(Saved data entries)
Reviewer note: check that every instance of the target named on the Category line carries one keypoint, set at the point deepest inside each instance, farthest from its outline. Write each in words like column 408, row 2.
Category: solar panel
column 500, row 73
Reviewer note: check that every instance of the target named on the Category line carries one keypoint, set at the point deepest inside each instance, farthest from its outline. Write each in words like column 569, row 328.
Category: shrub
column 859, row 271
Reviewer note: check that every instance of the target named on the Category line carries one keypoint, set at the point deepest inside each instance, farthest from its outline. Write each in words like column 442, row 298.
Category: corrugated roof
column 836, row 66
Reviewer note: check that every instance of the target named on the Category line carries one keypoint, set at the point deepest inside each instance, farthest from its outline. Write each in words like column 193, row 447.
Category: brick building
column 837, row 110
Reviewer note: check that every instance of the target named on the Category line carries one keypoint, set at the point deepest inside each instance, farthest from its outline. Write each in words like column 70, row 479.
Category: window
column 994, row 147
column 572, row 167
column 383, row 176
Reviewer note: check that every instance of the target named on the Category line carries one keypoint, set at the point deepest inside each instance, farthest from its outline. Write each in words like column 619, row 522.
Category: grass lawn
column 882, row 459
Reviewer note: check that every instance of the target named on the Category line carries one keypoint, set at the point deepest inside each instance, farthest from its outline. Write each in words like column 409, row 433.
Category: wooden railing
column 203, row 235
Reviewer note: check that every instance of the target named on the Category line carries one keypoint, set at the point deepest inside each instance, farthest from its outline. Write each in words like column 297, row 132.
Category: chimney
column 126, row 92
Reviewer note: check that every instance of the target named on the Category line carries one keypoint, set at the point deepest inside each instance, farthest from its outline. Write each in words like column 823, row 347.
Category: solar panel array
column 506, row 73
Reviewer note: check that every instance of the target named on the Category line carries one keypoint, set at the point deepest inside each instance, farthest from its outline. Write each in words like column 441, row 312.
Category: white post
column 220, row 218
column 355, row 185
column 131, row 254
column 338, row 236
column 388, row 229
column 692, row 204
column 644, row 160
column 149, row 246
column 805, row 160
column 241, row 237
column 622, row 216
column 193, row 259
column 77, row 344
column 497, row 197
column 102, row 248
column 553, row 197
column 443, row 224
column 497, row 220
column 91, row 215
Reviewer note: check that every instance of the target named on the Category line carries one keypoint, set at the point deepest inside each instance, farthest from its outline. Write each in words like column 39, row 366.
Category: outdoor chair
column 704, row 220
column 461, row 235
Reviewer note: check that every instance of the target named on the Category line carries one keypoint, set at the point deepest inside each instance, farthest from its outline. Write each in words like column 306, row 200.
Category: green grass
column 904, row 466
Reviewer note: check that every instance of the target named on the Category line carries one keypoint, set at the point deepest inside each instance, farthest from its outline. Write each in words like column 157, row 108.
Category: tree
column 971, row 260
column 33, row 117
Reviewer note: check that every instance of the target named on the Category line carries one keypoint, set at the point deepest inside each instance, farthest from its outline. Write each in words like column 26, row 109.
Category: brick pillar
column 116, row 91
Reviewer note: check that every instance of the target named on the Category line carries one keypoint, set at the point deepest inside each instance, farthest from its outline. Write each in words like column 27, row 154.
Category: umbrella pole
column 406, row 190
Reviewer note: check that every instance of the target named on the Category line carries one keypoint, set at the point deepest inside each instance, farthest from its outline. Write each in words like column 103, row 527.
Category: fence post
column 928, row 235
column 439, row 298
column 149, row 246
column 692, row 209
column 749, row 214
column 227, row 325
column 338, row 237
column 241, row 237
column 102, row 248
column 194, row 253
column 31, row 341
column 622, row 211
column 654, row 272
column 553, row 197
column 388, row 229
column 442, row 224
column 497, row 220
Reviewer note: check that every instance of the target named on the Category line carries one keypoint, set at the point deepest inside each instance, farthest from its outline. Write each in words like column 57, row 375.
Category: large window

*HOW TO COMPLETE THIS TASK:*
Give the records above again, word for word.

*ANSWER TO THE PROBLEM:*
Reviewer note: check that every instance of the target named on the Category line carries one keypoint, set at the point deepest inside each instance, farthest from its outline. Write each in words like column 408, row 2.
Category: solar panel
column 500, row 73
Reviewer note: check that every instance of the target named on the Category line carries one keypoint, set at the point deepest inside each instance, farthest from its outline. Write each in words like column 569, row 328.
Category: shrub
column 859, row 271
Reviewer note: check that every instance of the target named on the Category line carries one keypoint, set at the point deepest inside each instance, farthest from its outline. Write each in words like column 442, row 298.
Category: corrugated roof
column 836, row 66
Reviewer note: check that every instance of the target named on the Category line carries one keypoint, set at the point deepest inside each instance, farthest from its outline. Write each in words like column 193, row 447.
Category: brick building
column 837, row 110
Reviewer note: check that every instance of the target named on the Category line carries one keypoint, set at the point deepest inside each instance, farthest from its outline. Write each in words like column 70, row 479.
Category: window
column 994, row 147
column 572, row 167
column 383, row 176
Reviewer note: check that every instance of the target named on the Category line carries one keypoint, set at the point deepest inside each instance, farthest from its outline. Write each in words like column 619, row 522.
Category: grass lawn
column 882, row 459
Reviewer note: check that every instance of the target named on the Category line carries one keypoint, set at the point deepest inside each instance, farthest from its outline. Write each in words like column 409, row 433.
Category: wooden railing
column 203, row 235
Reviewer note: check that every instance of the target named on the Category line carries one keypoint, set at the point deepest inside each instance, farthest from its outline. Write each in words like column 297, row 132.
Category: chimney
column 126, row 92
Reviewer note: check that every instance of the target named on the Category line carries one keypoint, set at the point deepest inside each instance, farthest from its outline. Write each in words like column 823, row 347.
Category: solar panel array
column 506, row 73
Reviewer note: check that every instance of the target named on the Category line carries one keypoint, set at the point deepest inside each instance, farthest from its outline. Write each in words like column 441, row 312.
Category: white post
column 220, row 218
column 355, row 185
column 131, row 254
column 338, row 236
column 388, row 229
column 692, row 204
column 644, row 160
column 149, row 246
column 805, row 160
column 241, row 237
column 622, row 216
column 193, row 259
column 77, row 344
column 497, row 197
column 102, row 248
column 553, row 197
column 443, row 224
column 497, row 220
column 91, row 215
Reviewer note: check that every instance of the target named on the Category line carries one keypoint, set at the point deepest inside each instance, farthest from its outline. Write each in words like column 39, row 366.
Category: outdoor chair
column 704, row 220
column 461, row 235
Reviewer note: check that every instance of the target named on the Category line carries one keypoint, set at the point deepest inside each instance, farthest from its outline. Write each in words like column 306, row 200.
Category: green grass
column 904, row 466
Reviewer note: check that every instance of the target named on the Category line carries one keypoint, set at the point deepest inside each instance, farthest from its outline. Write each in words like column 157, row 108.
Category: tree
column 971, row 260
column 33, row 117
Reviewer note: check that every instance of the target named on the Category line carries one keypoint, set at the point deepest inside each instance, farthest from its outline. Write each in words like column 26, row 109.
Category: brick pillar
column 116, row 91
Reviewer note: check that every instance of the target named on the Category line carries one keypoint, set at the point deepest inside each instance, farthest from its outline. Write each in words like column 27, row 154.
Category: umbrella pole
column 406, row 190
Reviewer note: check that every instance of the target named on the Category line carries one keypoint, set at the point deepest inside each instance, farthest from its outline. Write each in words like column 103, row 527.
Category: fence post
column 928, row 235
column 439, row 298
column 149, row 246
column 692, row 209
column 749, row 214
column 227, row 325
column 338, row 237
column 241, row 237
column 102, row 248
column 194, row 253
column 31, row 341
column 622, row 211
column 654, row 272
column 553, row 197
column 388, row 229
column 442, row 224
column 497, row 220
Reviewer note: check that every instance of the target named on the Category line carries one keypoint, set at the point deepest inside each instance, farthest from its outline. Write each in words like column 57, row 375.
Category: large window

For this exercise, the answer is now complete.